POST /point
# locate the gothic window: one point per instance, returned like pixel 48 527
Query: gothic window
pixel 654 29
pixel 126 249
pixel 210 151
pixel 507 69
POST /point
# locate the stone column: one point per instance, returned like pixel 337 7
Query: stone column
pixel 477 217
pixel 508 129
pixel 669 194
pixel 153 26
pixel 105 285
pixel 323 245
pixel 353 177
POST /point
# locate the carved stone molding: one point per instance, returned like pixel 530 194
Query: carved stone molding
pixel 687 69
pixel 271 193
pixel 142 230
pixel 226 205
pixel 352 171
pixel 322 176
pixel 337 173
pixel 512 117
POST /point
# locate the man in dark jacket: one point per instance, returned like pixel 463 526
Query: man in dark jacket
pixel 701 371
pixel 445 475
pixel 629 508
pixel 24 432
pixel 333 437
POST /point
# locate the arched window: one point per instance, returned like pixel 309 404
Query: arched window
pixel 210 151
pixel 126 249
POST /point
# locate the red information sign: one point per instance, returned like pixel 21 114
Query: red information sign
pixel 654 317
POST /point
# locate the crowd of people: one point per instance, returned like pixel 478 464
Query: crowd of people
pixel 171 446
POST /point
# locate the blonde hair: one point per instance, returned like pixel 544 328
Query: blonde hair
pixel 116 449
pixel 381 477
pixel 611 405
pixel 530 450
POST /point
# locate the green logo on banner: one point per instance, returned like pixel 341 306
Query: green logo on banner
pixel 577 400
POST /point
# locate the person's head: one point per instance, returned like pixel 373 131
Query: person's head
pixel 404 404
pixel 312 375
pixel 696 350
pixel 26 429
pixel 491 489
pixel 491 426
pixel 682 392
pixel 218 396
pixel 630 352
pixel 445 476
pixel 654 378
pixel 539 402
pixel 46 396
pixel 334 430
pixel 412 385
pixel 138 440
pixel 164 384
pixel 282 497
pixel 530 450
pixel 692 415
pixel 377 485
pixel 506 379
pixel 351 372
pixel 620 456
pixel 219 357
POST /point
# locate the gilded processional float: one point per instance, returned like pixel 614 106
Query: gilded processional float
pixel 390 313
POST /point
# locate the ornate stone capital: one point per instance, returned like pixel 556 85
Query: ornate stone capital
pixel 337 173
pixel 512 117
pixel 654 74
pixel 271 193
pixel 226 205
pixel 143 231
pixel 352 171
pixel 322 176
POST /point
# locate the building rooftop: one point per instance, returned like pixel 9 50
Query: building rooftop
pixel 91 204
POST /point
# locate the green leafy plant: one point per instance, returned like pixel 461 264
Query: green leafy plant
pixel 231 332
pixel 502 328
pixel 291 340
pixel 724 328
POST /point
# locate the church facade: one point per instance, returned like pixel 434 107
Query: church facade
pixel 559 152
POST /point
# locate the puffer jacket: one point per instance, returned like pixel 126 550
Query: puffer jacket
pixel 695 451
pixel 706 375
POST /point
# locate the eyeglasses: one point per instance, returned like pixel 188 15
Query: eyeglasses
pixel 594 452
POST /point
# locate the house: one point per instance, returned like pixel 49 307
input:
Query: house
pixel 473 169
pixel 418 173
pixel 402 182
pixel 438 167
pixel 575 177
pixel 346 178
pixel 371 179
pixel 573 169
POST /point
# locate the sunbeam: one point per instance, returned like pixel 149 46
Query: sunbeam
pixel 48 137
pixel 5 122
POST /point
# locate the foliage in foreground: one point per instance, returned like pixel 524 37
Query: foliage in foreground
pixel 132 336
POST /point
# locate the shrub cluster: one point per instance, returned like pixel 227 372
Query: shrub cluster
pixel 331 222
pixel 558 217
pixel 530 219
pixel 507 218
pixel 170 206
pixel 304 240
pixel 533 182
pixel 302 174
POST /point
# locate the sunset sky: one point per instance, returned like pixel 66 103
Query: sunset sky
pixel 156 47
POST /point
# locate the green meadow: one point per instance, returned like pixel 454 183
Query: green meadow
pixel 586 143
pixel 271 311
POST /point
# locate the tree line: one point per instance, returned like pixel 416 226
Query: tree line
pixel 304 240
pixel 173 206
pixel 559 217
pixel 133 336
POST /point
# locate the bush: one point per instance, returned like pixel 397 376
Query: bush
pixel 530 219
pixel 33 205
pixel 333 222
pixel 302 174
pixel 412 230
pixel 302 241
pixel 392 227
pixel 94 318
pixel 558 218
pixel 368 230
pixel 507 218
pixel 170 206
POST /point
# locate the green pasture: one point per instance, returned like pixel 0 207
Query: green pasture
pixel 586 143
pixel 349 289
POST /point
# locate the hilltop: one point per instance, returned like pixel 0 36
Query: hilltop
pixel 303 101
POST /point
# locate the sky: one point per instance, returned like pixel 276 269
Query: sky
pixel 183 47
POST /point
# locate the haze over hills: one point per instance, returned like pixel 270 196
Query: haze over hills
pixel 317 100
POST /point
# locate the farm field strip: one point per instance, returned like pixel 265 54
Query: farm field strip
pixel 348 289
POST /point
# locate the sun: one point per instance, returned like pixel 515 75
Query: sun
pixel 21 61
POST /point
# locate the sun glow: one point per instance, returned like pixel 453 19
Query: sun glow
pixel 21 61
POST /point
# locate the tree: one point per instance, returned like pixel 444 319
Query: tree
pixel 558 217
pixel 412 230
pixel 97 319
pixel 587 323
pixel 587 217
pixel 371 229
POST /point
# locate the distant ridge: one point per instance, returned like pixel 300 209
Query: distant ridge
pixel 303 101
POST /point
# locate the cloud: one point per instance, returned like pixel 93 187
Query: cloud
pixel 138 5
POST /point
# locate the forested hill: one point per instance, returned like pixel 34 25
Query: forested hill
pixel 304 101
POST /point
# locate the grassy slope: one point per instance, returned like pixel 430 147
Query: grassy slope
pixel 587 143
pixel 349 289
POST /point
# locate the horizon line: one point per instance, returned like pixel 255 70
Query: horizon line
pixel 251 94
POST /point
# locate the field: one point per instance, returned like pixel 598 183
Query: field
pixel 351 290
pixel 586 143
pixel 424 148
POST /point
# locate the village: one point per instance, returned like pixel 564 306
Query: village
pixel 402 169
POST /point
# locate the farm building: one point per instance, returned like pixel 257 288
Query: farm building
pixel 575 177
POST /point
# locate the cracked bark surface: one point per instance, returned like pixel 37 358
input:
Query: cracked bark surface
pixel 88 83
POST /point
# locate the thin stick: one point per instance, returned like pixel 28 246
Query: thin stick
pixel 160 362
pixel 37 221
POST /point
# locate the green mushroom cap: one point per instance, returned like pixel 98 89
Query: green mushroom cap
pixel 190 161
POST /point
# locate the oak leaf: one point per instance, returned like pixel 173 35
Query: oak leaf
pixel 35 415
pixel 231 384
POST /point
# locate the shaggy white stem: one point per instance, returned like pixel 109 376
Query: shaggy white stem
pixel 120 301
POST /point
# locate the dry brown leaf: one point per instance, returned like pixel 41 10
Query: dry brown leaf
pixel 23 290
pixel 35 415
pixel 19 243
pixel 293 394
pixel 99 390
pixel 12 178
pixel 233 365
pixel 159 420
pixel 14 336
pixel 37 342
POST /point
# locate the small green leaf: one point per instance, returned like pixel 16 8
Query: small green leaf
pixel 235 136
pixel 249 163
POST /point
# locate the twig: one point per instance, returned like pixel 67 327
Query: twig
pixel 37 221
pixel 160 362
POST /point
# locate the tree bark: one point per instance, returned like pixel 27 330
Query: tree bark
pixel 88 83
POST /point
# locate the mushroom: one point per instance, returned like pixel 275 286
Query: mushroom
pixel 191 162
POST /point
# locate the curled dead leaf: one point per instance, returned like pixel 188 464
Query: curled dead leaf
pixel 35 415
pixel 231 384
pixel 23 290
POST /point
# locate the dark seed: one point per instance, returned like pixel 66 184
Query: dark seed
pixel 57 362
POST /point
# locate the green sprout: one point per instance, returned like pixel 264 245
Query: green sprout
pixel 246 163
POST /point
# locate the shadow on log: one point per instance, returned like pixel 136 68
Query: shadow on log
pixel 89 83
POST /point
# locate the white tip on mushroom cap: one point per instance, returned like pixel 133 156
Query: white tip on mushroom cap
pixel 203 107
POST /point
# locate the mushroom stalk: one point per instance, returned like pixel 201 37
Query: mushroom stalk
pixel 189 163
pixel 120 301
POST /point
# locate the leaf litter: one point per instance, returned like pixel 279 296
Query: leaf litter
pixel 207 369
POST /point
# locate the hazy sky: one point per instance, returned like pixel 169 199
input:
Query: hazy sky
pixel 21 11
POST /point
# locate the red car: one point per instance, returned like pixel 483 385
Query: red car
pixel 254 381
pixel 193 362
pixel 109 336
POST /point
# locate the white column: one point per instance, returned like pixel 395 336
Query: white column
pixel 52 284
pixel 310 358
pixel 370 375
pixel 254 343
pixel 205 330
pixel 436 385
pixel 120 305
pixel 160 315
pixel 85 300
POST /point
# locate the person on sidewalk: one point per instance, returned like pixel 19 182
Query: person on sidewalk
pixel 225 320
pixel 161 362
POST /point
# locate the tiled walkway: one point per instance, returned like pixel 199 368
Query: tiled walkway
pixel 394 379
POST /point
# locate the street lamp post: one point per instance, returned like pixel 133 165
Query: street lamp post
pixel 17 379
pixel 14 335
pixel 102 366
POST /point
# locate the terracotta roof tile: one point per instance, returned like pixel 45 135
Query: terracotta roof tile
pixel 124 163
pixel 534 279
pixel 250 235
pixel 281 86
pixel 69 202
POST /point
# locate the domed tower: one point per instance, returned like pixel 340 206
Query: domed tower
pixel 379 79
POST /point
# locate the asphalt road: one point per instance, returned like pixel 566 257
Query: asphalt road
* * *
GOAL OF THE EXERCISE
Look for the word "asphalt" in every line of the listing and copy the lines that have it.

PROBLEM SOLUTION
# locate the asphalt road: one point per instance, returned like pixel 566 257
Query: asphalt road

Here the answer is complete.